带标签对象的指点条目:
++++

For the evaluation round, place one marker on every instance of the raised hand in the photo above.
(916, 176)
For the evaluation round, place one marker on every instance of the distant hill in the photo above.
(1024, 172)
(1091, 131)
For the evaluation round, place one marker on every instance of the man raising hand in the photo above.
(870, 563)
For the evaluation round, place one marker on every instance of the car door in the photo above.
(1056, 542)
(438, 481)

++++

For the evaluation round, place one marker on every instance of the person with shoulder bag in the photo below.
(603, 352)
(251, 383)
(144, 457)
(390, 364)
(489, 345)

++++

▸ **题目要求**: 把从含有“raised hand in the photo above.”的那一行起，到含有“(1091, 131)”的那一行止的各条记录依次排成编号列表，首尾两行都算在内，空行不列。

▸ **例题解答**:
1. For the evaluation round, place one marker on every instance of the raised hand in the photo above.
2. (916, 176)
3. For the evaluation round, place one marker on every instance of the distant hill in the photo above.
4. (1024, 172)
5. (1091, 131)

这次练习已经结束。